-- DATASET EXCERPTS follows --

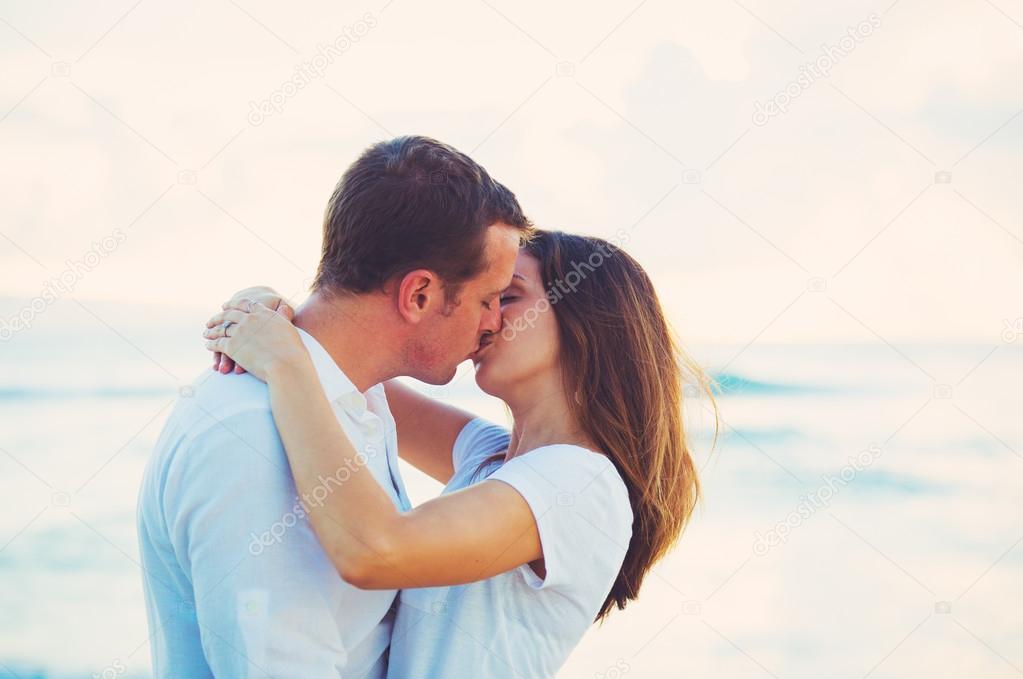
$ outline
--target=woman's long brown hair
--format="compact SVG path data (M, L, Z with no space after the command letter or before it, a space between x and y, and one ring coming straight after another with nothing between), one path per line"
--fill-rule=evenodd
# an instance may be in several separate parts
M680 348L636 260L608 241L560 231L538 231L524 247L540 262L576 420L614 463L632 504L632 539L597 614L602 620L638 596L700 498L683 396L706 394L715 441L717 405L710 379Z

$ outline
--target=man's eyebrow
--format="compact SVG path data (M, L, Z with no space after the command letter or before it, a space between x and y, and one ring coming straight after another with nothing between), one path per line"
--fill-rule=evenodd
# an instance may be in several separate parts
M523 275L522 275L522 274L520 274L520 273L513 273L513 274L512 274L512 278L518 278L519 280L523 280L523 281L524 281L524 280L526 280L526 277L525 277L525 276L523 276Z

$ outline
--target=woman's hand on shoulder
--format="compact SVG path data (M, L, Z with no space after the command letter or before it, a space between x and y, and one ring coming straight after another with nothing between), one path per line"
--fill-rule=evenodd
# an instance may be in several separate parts
M239 290L231 296L231 299L221 304L220 309L221 311L227 311L228 309L246 309L248 307L245 305L250 302L258 302L268 309L273 309L289 321L294 320L295 318L294 307L288 302L288 300L284 299L281 293L268 285L255 285L251 288ZM212 322L213 319L207 321L206 327L214 327ZM213 352L213 369L224 375L231 371L234 371L235 374L239 375L245 372L245 369L238 365L234 359L229 356L225 356L220 351Z
M259 302L243 300L210 318L206 348L219 352L266 382L278 368L309 361L291 319Z

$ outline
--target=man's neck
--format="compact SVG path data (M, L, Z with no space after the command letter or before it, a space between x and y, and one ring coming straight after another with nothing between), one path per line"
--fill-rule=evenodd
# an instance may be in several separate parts
M295 326L320 343L355 388L365 392L397 373L393 351L380 341L380 319L357 296L313 292L295 312Z

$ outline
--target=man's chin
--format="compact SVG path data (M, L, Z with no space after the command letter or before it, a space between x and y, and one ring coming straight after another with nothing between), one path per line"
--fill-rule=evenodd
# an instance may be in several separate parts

-- DATASET EXCERPTS concluded --

→ YOUR OBJECTIVE
Leave the pictures aside and give the records above back word for word.

→ EXERCISE OUTPUT
$ outline
--target=woman's long brown hair
--format="compact SVG path data (M, L, Z with no space after the command letter or before it, a space between x and y, and one ring coming straight after another with nothing between), one path per line"
--fill-rule=evenodd
# an instance may be in several separate parts
M680 348L636 260L608 241L560 231L538 231L524 247L540 262L576 420L614 463L632 504L632 539L597 614L602 620L638 596L700 498L683 396L706 394L715 441L717 405L710 379Z

$ outline
--target=man's eyebrow
--format="compact SVG path data (M, L, Z with no space after the command letter or before it, a space between x and y, and one ring coming straight after another with nothing between), one path per line"
--fill-rule=evenodd
# an instance may be in several separate parts
M523 275L522 275L522 274L520 274L520 273L513 273L513 274L512 274L512 278L518 278L519 280L523 280L523 281L524 281L524 280L526 280L526 277L525 277L525 276L523 276Z

$ outline
--target=woman's hand on shoulder
--format="compact SVG path data (M, L, Z with no space after the command letter or before it, a space between x and y, and one ring coming straight after another with nothing between), one path per line"
--fill-rule=evenodd
# an instance may be in several separate parts
M239 290L231 296L231 299L221 304L220 309L221 311L227 311L228 309L246 309L248 307L245 305L250 302L258 302L268 309L273 309L289 321L294 320L295 318L294 307L288 302L288 300L284 299L281 293L268 285L255 285L251 288ZM212 322L213 319L207 321L206 327L214 327ZM213 352L213 369L224 375L231 371L234 371L235 374L239 375L245 372L245 369L238 365L234 359L229 356L225 356L220 351Z
M259 302L243 300L210 318L206 348L219 352L266 382L278 368L309 361L291 319Z

$ outline
--target=man's neck
--format="compact SVG path data (M, L, Z with no space after the command letter or before it, a space between x and y, and one ring coming straight after another with nothing between), one path per line"
--fill-rule=evenodd
# an instance may be in several separate parts
M295 326L320 343L355 388L365 392L397 373L393 351L380 341L380 319L357 296L313 292L295 312Z

$ outline
--target=man's chin
--format="compact SVG path data (M, L, Z with no space after the command letter or before it, a space between x and y, and one ring coming straight after another with nothing between), one path per line"
--fill-rule=evenodd
# an instance may be in several separate parts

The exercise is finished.